(Natural-language object grounding data)
+-------+

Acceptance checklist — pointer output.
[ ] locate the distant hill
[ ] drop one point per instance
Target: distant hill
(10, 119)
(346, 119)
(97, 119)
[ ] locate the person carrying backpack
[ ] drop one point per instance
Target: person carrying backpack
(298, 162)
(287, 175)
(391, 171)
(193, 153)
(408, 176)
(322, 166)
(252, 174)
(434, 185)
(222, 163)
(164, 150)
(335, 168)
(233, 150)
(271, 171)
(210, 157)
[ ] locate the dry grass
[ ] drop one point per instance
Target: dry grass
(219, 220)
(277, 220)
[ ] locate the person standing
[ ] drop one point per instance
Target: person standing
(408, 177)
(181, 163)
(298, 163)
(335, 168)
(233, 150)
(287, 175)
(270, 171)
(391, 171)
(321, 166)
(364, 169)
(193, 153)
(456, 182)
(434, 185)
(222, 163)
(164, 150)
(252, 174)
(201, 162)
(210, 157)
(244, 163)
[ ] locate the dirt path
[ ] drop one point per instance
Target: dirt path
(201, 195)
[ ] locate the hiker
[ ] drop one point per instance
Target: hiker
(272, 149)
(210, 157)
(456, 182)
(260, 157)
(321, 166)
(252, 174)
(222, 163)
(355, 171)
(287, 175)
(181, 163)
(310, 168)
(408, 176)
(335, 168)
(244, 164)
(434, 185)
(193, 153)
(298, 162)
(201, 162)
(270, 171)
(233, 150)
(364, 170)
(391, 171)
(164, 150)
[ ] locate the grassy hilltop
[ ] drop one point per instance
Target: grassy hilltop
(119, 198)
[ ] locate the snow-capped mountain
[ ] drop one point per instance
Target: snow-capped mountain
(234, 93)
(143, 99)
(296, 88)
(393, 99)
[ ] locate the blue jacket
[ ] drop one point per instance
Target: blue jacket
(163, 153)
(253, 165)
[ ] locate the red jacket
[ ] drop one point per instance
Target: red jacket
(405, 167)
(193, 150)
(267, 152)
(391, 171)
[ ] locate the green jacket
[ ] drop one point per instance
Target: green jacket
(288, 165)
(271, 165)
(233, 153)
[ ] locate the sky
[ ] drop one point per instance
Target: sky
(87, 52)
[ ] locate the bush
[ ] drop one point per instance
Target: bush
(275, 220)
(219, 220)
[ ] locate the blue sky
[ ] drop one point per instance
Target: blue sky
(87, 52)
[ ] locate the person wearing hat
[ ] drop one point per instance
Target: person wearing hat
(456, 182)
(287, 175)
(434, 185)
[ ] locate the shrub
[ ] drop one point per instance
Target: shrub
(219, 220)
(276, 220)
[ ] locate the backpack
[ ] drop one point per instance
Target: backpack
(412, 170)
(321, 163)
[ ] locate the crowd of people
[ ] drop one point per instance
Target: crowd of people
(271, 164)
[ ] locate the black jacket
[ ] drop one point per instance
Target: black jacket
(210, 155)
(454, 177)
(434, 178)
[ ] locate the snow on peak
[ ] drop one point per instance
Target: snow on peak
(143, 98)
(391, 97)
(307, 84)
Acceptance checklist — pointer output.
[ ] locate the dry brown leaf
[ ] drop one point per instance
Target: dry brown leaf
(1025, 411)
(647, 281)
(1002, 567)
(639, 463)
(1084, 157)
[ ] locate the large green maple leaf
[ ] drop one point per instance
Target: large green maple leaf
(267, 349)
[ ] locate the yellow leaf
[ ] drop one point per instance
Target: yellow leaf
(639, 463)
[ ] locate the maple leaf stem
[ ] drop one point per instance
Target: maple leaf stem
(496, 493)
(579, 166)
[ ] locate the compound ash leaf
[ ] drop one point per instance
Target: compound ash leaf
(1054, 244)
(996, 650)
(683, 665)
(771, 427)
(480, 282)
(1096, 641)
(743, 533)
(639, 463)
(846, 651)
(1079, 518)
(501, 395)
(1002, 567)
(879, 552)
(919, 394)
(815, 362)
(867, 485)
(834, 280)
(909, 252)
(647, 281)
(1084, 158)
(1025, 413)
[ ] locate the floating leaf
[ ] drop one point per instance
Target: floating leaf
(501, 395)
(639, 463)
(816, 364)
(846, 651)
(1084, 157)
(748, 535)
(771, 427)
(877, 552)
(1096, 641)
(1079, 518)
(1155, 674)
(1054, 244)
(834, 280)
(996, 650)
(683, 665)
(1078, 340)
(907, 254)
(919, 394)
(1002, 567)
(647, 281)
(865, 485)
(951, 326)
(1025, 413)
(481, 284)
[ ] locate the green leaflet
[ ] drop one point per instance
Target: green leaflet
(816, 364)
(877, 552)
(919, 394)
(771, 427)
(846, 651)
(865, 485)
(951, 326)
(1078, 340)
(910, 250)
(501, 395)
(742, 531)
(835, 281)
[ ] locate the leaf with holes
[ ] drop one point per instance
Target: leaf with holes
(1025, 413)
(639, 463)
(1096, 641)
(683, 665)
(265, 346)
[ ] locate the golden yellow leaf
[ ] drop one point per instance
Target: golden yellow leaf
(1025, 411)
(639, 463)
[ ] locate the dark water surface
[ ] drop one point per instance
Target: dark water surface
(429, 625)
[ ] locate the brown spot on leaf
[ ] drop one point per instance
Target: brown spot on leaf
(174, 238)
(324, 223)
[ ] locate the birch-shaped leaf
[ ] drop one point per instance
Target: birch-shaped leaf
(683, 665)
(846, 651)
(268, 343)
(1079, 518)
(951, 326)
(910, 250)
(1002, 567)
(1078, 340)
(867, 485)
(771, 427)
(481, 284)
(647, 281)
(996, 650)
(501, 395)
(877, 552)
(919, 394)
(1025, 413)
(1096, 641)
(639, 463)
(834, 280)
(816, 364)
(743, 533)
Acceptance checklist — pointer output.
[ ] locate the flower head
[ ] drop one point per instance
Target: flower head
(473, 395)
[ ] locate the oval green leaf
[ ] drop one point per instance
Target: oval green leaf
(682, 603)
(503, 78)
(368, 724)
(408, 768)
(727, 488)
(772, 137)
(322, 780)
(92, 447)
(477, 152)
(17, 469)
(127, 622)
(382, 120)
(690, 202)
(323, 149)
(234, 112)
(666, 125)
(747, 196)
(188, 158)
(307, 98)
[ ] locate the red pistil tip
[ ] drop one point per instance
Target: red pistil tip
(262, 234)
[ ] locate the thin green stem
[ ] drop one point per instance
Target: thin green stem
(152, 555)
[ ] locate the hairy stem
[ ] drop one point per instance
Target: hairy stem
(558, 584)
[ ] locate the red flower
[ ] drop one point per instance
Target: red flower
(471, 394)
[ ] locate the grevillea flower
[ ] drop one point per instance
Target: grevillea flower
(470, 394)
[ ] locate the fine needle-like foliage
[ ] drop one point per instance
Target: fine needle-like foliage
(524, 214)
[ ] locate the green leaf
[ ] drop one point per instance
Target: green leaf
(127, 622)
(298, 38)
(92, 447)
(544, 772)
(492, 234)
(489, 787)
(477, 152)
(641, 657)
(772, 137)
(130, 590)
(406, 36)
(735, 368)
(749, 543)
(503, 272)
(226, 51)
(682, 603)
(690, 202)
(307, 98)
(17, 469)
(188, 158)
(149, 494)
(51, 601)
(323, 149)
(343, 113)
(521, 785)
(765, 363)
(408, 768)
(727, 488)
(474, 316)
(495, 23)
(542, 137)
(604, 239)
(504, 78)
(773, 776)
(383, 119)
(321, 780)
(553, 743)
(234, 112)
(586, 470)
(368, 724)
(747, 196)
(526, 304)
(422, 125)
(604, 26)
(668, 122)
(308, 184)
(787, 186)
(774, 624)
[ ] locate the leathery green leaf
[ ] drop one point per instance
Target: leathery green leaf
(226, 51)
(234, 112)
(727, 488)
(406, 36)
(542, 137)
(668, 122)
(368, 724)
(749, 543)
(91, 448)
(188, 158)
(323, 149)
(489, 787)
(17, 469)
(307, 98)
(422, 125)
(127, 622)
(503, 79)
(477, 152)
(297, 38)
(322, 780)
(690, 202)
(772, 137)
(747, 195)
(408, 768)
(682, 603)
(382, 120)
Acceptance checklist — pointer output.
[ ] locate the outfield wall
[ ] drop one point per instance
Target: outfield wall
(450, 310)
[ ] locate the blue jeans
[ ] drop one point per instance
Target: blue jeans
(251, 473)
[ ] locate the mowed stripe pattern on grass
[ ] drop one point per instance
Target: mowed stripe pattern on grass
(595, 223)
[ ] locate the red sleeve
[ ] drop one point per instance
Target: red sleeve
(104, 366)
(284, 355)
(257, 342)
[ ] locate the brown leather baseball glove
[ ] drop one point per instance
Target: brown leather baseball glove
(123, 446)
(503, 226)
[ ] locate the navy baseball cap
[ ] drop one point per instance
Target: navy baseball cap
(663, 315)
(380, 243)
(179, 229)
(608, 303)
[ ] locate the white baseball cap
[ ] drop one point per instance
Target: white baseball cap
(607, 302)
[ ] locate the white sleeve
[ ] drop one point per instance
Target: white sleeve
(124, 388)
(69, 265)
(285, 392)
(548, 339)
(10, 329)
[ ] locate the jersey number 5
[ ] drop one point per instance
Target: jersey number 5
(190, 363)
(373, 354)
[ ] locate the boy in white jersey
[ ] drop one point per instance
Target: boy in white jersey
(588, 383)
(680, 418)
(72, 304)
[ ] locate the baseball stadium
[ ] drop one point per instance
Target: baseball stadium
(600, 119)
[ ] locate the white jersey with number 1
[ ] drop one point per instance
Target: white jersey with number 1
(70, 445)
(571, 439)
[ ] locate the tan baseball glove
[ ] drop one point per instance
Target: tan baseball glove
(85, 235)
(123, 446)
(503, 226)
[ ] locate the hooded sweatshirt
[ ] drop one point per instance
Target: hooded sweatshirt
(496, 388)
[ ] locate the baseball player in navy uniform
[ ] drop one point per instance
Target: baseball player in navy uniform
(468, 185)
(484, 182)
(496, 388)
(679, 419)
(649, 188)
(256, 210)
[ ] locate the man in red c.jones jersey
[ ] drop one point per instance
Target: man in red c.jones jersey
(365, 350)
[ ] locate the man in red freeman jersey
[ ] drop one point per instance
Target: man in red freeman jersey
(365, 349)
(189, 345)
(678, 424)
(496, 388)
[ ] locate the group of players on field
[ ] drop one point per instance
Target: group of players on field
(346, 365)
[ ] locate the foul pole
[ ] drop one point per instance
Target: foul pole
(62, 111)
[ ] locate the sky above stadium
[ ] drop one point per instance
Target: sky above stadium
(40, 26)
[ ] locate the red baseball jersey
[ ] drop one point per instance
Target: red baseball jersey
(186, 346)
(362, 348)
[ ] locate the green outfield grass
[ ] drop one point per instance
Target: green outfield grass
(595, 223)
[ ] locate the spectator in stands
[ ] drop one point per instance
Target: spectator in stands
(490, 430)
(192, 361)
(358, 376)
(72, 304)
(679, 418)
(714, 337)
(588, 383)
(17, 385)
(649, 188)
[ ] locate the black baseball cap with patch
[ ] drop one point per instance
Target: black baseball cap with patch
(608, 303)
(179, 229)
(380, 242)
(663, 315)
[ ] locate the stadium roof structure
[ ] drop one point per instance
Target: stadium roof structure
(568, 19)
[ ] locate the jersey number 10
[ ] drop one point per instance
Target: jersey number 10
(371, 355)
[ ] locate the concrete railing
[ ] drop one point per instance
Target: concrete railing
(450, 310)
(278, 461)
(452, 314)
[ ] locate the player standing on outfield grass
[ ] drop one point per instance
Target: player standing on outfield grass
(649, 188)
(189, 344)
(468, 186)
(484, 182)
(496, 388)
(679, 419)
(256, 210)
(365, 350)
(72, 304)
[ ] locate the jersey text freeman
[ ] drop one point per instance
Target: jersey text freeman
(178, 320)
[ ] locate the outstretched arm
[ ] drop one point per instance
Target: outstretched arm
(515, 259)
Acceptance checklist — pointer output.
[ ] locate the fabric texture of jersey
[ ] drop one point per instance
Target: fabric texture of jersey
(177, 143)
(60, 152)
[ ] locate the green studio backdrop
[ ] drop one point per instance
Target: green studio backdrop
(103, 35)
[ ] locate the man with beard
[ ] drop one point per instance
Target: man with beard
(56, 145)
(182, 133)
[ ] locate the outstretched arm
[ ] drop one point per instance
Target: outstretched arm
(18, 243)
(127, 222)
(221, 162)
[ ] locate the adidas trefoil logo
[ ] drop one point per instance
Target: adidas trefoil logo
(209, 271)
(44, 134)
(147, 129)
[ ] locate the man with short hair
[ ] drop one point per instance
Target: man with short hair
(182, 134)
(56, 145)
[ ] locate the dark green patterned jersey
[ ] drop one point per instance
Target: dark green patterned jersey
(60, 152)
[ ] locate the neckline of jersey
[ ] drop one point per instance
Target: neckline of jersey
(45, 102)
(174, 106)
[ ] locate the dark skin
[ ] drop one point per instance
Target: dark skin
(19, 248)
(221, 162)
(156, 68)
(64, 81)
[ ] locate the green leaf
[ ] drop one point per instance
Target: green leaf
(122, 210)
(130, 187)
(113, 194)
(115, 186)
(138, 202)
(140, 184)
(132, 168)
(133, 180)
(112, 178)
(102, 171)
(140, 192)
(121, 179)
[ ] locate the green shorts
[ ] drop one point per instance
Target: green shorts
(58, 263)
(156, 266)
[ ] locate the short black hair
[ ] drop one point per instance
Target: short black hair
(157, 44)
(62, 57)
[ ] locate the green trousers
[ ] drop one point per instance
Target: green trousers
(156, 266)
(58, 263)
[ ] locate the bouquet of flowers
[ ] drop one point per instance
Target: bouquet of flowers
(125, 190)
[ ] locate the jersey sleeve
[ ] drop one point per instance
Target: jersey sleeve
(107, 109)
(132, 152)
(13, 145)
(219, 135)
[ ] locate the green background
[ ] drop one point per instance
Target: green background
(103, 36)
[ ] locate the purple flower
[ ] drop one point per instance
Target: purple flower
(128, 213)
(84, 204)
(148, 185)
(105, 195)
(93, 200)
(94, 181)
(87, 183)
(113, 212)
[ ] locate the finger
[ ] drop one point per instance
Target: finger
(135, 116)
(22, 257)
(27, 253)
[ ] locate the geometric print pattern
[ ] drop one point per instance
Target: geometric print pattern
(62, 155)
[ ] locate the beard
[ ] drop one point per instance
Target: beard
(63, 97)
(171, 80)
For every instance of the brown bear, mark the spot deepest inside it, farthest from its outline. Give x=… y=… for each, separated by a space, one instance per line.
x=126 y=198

+-------+

→ **EXERCISE AIM**: Looking at the entries above, can you reproduce exactly the lines from the one that holds "[ ] locate the hiker" through the one that holds "[ ] locate the crowd of people", and only those?

→ **RESPONSE**:
[ ] locate the hiker
[ ] drop one point per instance
Target: hiker
(272, 149)
(210, 157)
(456, 182)
(260, 157)
(321, 166)
(252, 174)
(222, 163)
(355, 171)
(287, 175)
(181, 163)
(310, 168)
(408, 176)
(335, 168)
(244, 164)
(434, 185)
(193, 153)
(298, 162)
(201, 162)
(270, 171)
(233, 150)
(364, 170)
(391, 171)
(164, 150)
[ ] locate the grassy hilltop
[ ] drop one point per instance
Target: grassy hilltop
(119, 198)
[ ] locate the snow-capped mountain
[ ] drop one point per instance
Target: snow-capped mountain
(234, 93)
(143, 99)
(296, 88)
(393, 99)
[ ] locate the blue jacket
[ ] drop one point per instance
Target: blue jacket
(163, 153)
(253, 165)
[ ] locate the red jacket
[ ] drop one point per instance
Target: red jacket
(405, 167)
(193, 150)
(267, 152)
(391, 171)
[ ] locate the green jacket
[ ] drop one point per instance
Target: green jacket
(288, 165)
(271, 165)
(233, 153)
[ ] locate the sky
[ ] drop one point per instance
Target: sky
(87, 52)
[ ] locate the bush
[ ] drop one point per instance
Target: bush
(275, 220)
(219, 220)
[ ] locate the blue sky
[ ] drop one point per instance
Target: blue sky
(87, 52)
[ ] locate the person wearing hat
[ ] drop one point per instance
Target: person wearing hat
(456, 182)
(287, 175)
(434, 185)
[ ] locate the shrub
[ ] drop one point per instance
Target: shrub
(219, 220)
(276, 220)
[ ] locate the backpack
[ ] drop one point per instance
Target: backpack
(412, 170)
(321, 163)
[ ] locate the crowd of people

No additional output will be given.